■ **Stated exercise**
Please rewrite the rows below as a numbered list, covering only the rows from the start up to and including the row with "[[322, 179], [482, 200]]", with blank lines dropped and the picture left out.

■ **Task material**
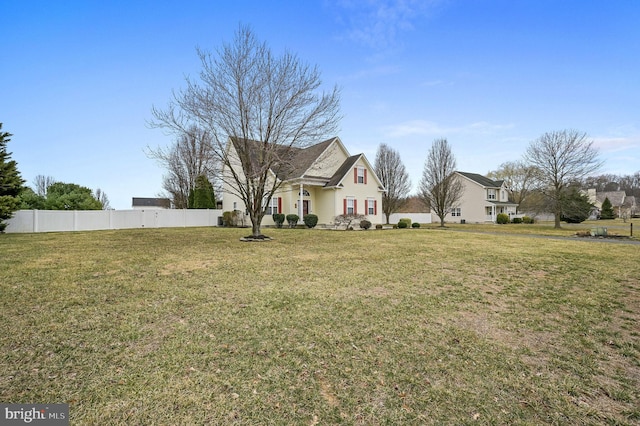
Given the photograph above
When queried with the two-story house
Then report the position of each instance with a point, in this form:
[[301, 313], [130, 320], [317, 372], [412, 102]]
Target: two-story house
[[322, 179], [482, 200]]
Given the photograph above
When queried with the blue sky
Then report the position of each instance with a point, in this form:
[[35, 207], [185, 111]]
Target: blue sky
[[79, 78]]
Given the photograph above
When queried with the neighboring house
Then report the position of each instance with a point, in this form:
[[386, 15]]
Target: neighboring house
[[150, 203], [322, 179], [623, 205], [482, 200]]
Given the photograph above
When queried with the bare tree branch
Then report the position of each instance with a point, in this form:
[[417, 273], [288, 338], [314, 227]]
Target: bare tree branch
[[394, 178], [562, 157], [440, 187]]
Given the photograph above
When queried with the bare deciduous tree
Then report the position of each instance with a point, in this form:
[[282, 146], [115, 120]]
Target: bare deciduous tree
[[265, 104], [562, 157], [394, 177], [439, 186], [191, 155], [101, 196], [520, 178]]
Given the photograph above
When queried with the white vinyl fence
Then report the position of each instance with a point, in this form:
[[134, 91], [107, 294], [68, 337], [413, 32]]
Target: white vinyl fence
[[92, 220]]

■ **Output of the task**
1. Given the photograph above
2. When queried with the two-story house
3. Then report the position of each instance with a point, in this form:
4. [[301, 313], [130, 320], [317, 372], [412, 102]]
5. Target: two-story house
6. [[322, 179], [482, 200]]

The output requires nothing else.